--- START ---

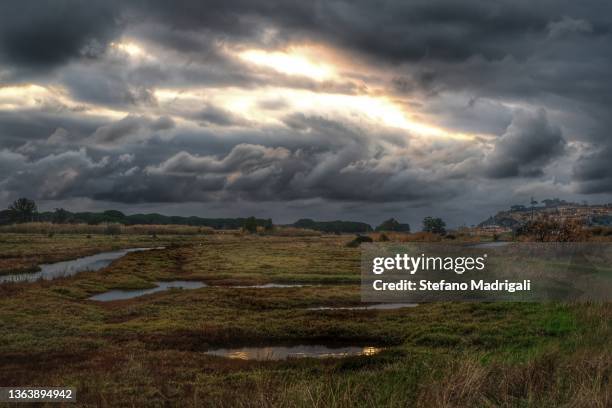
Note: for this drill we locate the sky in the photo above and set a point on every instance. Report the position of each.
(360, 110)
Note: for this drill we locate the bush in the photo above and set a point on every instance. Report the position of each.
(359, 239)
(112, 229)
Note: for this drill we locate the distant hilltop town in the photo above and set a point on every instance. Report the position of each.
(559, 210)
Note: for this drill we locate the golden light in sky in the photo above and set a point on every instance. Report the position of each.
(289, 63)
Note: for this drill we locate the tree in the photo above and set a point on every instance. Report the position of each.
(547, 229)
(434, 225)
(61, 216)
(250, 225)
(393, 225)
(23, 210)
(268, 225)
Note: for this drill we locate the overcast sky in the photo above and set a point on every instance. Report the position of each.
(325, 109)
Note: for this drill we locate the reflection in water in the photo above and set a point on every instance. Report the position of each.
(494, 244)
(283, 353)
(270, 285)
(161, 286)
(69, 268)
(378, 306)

--- END ---
--- START ---

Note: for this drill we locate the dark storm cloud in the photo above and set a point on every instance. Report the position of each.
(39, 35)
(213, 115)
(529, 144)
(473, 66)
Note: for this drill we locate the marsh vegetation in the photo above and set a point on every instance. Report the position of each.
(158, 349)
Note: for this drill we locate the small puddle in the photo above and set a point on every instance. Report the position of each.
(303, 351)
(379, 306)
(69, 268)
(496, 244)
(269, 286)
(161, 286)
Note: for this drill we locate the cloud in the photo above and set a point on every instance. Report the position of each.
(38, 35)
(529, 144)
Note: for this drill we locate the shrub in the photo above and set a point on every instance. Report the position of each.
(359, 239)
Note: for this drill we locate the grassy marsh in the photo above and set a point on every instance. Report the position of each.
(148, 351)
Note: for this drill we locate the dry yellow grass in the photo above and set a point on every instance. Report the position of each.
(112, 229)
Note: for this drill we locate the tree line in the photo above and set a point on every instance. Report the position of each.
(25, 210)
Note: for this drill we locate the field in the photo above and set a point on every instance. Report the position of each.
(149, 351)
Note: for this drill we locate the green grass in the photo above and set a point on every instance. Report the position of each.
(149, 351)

--- END ---
--- START ---

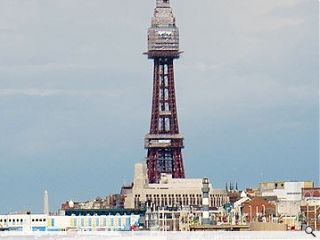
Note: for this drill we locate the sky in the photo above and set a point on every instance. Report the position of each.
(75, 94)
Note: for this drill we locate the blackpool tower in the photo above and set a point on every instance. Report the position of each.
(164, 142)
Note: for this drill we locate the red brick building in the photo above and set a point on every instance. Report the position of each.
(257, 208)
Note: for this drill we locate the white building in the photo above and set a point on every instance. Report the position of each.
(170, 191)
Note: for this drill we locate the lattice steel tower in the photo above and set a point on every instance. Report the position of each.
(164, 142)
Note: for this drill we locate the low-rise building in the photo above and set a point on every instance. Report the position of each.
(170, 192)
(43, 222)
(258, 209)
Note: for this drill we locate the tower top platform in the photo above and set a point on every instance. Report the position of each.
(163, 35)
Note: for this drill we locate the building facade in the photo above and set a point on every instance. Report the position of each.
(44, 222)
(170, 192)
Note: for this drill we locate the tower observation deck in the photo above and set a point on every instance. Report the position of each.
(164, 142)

--- END ---

## REQUIREMENT
How many of the lines above contain the word "tree"? Reply with the number only.

## WORKED ANSWER
2